ASSIGNMENT. Show every line of the data that contains the string "ceiling".

Segmentation mask data

* * * * *

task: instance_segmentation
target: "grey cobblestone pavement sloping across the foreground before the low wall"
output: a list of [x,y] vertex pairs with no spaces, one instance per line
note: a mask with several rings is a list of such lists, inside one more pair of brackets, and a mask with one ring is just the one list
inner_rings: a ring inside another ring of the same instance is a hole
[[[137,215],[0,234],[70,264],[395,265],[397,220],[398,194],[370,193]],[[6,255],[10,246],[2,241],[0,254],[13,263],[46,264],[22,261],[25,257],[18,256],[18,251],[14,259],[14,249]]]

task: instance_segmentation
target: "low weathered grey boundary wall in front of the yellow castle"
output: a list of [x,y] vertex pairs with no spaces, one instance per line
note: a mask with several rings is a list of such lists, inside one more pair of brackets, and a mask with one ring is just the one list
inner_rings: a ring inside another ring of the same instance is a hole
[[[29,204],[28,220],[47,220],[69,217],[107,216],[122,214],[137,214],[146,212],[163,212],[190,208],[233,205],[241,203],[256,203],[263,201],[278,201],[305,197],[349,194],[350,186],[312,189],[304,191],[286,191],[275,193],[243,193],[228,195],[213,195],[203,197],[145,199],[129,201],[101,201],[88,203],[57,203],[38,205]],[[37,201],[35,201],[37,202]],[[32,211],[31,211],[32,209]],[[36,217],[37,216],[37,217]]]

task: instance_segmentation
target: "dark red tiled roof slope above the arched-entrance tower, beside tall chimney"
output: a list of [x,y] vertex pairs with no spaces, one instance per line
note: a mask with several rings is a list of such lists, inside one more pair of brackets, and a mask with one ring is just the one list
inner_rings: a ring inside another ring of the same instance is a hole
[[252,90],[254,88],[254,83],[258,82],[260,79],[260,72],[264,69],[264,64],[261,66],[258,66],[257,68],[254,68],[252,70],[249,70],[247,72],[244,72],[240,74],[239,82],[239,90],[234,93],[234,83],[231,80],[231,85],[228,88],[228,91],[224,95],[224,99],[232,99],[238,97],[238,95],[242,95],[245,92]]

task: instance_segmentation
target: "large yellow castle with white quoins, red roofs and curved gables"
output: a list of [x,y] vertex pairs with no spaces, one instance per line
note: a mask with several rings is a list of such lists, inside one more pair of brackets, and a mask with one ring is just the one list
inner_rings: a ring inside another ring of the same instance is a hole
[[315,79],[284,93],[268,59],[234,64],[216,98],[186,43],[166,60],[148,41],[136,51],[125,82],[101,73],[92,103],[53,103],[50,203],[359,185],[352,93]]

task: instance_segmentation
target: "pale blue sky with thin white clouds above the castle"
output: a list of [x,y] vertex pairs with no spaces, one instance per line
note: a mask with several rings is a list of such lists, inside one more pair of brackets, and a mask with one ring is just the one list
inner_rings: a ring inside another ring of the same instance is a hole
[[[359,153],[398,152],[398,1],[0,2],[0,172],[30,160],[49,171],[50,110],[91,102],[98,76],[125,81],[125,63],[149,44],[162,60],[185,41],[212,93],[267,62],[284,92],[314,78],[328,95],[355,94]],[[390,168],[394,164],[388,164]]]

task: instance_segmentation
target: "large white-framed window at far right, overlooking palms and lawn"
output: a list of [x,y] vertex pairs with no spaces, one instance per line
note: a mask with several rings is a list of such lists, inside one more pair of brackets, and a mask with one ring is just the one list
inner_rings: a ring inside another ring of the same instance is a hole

* * * * *

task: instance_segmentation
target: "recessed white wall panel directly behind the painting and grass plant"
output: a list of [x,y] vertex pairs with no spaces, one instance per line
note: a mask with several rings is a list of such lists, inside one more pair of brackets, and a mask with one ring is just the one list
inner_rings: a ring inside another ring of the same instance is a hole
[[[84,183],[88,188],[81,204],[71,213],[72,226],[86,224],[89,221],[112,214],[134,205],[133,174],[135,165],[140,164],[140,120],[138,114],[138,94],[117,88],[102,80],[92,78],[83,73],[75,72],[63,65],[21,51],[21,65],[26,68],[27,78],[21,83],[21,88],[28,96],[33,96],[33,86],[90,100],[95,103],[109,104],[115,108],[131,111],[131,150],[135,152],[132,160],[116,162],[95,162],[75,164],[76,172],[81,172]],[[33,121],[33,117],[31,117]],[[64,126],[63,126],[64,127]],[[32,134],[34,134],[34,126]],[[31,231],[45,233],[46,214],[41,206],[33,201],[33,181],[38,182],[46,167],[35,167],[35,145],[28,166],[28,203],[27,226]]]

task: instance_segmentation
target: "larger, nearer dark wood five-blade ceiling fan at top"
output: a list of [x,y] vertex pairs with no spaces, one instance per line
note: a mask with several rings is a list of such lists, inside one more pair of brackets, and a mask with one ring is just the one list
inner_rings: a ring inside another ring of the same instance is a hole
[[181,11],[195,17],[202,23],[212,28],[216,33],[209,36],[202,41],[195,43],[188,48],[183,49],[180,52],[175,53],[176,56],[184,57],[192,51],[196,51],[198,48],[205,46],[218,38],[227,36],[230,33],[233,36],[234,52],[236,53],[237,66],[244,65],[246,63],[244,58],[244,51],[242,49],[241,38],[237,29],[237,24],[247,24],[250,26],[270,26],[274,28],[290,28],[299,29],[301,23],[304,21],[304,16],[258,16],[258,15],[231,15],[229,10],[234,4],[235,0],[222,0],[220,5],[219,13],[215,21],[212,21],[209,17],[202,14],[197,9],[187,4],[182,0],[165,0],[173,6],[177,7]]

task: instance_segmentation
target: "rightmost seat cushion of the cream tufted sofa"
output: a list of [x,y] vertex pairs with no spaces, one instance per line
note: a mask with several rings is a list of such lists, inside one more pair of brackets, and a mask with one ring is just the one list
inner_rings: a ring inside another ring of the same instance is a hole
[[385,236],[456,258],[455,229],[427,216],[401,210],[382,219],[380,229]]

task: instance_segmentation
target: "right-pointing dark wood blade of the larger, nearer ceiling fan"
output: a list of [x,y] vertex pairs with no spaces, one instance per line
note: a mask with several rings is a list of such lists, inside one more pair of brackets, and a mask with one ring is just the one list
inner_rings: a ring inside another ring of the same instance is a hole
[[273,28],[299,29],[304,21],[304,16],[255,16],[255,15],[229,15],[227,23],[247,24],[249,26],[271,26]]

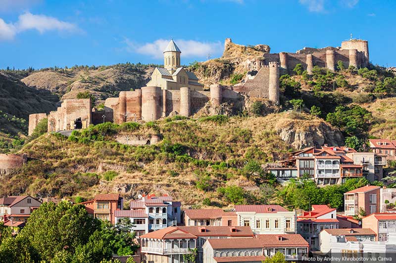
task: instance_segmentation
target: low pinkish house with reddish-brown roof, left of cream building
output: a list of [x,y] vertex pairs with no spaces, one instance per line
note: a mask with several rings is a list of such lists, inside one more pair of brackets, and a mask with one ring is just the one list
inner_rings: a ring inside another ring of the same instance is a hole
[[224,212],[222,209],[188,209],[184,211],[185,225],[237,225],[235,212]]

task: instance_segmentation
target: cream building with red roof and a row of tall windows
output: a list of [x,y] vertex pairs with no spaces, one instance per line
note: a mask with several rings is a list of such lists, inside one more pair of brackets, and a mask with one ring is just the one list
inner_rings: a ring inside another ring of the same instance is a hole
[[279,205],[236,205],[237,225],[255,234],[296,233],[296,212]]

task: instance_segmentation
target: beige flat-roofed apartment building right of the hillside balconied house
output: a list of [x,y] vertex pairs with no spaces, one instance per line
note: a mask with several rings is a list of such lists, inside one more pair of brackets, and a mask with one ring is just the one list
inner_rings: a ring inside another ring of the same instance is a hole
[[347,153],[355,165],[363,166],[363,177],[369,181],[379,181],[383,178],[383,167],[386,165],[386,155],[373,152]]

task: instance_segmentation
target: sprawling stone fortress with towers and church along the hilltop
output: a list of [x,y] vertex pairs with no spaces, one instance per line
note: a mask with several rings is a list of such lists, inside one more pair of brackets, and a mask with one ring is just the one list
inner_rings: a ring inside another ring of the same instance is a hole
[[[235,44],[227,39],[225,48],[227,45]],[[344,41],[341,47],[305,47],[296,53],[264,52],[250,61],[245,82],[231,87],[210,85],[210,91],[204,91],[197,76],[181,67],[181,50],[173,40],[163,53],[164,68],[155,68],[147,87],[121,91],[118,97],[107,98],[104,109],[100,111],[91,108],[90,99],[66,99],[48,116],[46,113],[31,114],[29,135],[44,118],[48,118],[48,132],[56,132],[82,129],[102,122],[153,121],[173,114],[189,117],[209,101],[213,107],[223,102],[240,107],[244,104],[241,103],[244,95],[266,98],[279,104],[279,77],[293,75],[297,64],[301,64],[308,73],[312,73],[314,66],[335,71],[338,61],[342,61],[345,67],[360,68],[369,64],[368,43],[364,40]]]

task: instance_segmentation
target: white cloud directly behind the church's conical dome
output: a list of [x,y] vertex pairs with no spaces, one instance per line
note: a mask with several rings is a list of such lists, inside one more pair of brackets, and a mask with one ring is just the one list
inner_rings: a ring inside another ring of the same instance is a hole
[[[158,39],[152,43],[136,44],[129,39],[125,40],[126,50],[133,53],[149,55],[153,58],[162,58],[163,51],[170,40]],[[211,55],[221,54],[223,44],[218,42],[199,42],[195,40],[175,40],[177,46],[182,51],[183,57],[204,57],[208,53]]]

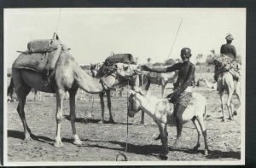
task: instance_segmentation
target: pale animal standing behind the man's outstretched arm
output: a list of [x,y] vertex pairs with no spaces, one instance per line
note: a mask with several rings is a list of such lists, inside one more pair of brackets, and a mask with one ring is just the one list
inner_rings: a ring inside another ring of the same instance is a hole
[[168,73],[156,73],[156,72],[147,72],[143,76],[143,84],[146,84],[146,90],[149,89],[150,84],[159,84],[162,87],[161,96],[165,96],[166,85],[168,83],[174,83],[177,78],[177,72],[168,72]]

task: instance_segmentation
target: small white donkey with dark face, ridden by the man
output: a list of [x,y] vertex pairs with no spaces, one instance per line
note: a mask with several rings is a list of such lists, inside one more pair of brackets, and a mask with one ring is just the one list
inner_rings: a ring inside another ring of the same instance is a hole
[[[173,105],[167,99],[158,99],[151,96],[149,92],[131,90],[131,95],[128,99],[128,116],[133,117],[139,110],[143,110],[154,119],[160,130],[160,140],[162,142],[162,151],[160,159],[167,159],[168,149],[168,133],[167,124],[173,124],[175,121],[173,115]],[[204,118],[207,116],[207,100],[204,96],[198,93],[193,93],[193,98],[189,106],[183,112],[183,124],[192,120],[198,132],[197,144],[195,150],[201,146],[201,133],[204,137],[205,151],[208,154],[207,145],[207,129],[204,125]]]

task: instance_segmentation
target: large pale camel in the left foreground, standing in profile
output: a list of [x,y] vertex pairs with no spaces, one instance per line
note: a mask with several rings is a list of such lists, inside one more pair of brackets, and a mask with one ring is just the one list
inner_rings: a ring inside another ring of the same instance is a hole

* * * * *

EXERCISE RESPONSE.
target: "larger, nearer dark wood five-blade ceiling fan at top"
target: "right-pointing dark wood blade of the larger, nearer ceiling fan"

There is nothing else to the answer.